Material provided Block Start

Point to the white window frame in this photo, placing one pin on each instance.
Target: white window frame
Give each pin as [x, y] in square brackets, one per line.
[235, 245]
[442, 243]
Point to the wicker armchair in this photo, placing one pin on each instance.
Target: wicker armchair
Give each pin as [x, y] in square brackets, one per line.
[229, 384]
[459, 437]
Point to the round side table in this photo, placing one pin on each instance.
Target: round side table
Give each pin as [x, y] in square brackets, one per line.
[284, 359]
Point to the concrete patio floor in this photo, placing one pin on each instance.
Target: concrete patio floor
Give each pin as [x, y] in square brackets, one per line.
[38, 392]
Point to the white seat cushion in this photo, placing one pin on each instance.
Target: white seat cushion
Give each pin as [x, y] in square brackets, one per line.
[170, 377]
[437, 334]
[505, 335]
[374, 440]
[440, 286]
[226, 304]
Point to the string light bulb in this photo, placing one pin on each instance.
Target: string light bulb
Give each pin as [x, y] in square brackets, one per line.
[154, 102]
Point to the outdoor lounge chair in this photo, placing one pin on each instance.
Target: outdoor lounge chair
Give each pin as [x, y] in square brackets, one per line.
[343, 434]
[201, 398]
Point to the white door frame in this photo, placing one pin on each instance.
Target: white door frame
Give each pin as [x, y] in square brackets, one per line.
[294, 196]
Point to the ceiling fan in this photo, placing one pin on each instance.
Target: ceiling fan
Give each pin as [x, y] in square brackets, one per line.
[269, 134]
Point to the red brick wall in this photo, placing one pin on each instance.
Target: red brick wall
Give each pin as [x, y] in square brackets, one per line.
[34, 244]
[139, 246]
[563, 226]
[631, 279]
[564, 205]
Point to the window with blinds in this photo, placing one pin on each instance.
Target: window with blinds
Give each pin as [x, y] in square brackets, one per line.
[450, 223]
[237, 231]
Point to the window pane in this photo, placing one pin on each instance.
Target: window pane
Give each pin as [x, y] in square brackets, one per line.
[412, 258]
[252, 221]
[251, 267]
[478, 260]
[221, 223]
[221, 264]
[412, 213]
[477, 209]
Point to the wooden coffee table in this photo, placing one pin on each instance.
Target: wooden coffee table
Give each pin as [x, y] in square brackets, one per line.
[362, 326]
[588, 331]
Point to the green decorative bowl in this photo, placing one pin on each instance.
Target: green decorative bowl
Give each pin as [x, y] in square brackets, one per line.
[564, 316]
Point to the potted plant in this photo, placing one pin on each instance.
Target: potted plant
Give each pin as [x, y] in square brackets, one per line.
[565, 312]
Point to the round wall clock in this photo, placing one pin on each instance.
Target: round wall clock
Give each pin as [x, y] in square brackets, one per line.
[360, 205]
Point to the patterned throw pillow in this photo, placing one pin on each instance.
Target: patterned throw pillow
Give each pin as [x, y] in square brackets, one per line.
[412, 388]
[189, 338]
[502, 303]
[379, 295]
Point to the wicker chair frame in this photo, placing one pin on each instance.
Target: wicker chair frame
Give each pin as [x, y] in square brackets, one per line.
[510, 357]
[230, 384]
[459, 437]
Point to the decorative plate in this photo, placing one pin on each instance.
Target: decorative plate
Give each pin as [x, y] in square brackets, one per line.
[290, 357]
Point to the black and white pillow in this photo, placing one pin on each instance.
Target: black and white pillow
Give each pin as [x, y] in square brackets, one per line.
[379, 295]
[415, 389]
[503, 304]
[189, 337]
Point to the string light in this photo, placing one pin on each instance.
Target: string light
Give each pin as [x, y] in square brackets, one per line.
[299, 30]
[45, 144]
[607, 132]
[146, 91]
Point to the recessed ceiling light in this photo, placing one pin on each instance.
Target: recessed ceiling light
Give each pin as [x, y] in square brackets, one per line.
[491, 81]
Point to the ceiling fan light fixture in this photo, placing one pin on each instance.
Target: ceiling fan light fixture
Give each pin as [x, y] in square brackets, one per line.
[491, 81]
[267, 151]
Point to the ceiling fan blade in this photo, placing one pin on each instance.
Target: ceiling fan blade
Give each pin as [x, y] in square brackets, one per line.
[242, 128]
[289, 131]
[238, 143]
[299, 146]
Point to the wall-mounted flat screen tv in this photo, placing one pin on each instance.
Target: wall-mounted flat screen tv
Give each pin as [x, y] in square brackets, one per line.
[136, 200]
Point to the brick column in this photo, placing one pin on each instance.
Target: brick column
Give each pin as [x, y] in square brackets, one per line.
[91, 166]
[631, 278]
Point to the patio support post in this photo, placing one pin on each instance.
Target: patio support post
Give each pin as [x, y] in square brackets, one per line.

Material provided Block End

Write out word for word only the lines from the start of the entries down to the line with "Target: concrete patio floor", please, including both ends.

## [Answer to this exercise]
Point to the white window frame in this photo, placing one pin on each instance.
Target: white window frame
Give each pin as [x, y] in square brackets, one per line.
[235, 245]
[442, 243]
Point to the wicker armchair in this photo, placing one pin on each instance.
Target: wicker armchair
Give each pin as [x, y] in square brackets, one per line.
[229, 384]
[459, 437]
Point to the round side table in this photo, placing one pin on each instance.
Target: round side table
Give each pin as [x, y] in square brackets, one per line.
[284, 359]
Point to the concrete patio floor in this photo, placing one pin on each instance.
Target: concrete patio floor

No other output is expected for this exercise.